**Activities:**
(a) Please pull out, word for word, the section of the passage on Alfred Samuels that opens with the words containing "Alfred Samuels was" and closes with "for Cancer Research.".
(b) Write a continuation of the passage on Alfred Samuels, starting after its last sentence.
Extract provided Block Start
Alfred Samuels was diagnosed in early 2012, with Advanced Prostate Cancer, and initially given six months to live. Alfred survived due to his participation in the Cancer Research UK funded Stampede drug trial.
Alfred is now raising awareness that prostate cancer can be cured if caught early enough, and also raising funds for Cancer Research.
More men are now dying from prostate cancer in the UK than women are from breast cancer. One in eight men in the UK will be diagnosed with Prostate Cancer in their lifetime. That likelihood is doubled for black men, with one in four being affected by Prostate Cancer in their lifetime. Research, by Cancer Research UK, reveals that one man dies of Prostate cancer every 45 minutes in the UK, and that figure has been increasing over the past 20 years. Prostate Cancer UK estimates that more than 120 million pounds in research funding is needed to make sufficient advances in research, screening and treatment.
Alfred has survived advanced Prostate Cancer and he challenges everyone of us to become aware of the early signs of cancer, get ourselves checked, and help support the UK Cancer Awareness and Research Programmes.
Extract provided Block End
Extracted data Block Start
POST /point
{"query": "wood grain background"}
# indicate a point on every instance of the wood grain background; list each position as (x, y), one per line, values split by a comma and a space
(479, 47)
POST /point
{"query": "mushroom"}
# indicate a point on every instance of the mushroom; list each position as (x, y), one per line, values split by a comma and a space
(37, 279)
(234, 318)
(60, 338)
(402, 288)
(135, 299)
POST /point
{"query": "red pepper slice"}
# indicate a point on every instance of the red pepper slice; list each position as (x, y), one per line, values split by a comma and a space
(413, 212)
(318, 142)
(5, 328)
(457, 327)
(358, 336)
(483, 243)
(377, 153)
Extracted data Block End
Extracted data Block Start
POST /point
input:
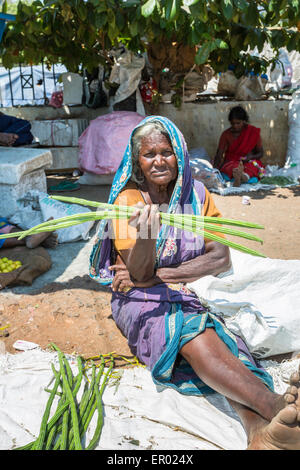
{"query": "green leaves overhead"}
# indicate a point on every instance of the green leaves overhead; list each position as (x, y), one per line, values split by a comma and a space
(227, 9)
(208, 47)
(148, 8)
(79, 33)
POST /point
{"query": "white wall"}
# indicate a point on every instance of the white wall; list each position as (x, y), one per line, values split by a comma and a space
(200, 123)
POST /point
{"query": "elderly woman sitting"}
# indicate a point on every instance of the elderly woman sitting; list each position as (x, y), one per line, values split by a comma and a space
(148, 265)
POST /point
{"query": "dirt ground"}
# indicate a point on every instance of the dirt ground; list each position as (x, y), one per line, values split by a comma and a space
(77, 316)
Extracted data Block End
**Answers by task:**
(a)
Alfred Samuels was diagnosed in early 2012, with Advanced Prostate Cancer, and initially given six months to live. Alfred survived due to his participation in the Cancer Research UK funded Stampede drug trial.
Alfred is now raising awareness that prostate cancer can be cured if caught early enough, and also raising funds for Cancer Research.

(b)
About His Journey
Alfred has worked in the entertainment industry for the past 28 years, for stars such as Bob Dylan, Harrison Ford, Sade, Seal, Beyonce, Kelly Rowland, Mariah Carey, Oasis, Spandau Ballet and Rod Stewart, to mention but a few. Alfred lives in West London with his partner and family
Diagnosed in early 2012, with Advanced Prostate Cancer, Alfred went through an exhausting three-year intrusion of his mind, body, and soul. Alfred has written two books. The first covers extracts of a detailed day-by-day diary. His second book covers his interpretation of a cancer journey, along with its pitfalls, twists and turns of the side effects of treatment, and will to live.
As stated above, Alfred was initially given six months to live, after his diagnosis, based on the advanced stage of his cancer, he was asked if he would like to participate in the Cancer Research UK-funded Stampede drug trial. He had nothing to lose, so he went ahead.
The trial incorporated a drug called Abiraterone, along with the standard hormone therapy at the start of treatment for prostate cancer. He commenced the drug trial in March 2012, but things got worse before they got better. Alfred confesses, however, that throughout it all, there were days he thought he could get through everything, then there were days when he did not think he could continue. His mother had died of breast cancer. Six months later her sister died from cancer. Five years later their brother died of prostate cancer.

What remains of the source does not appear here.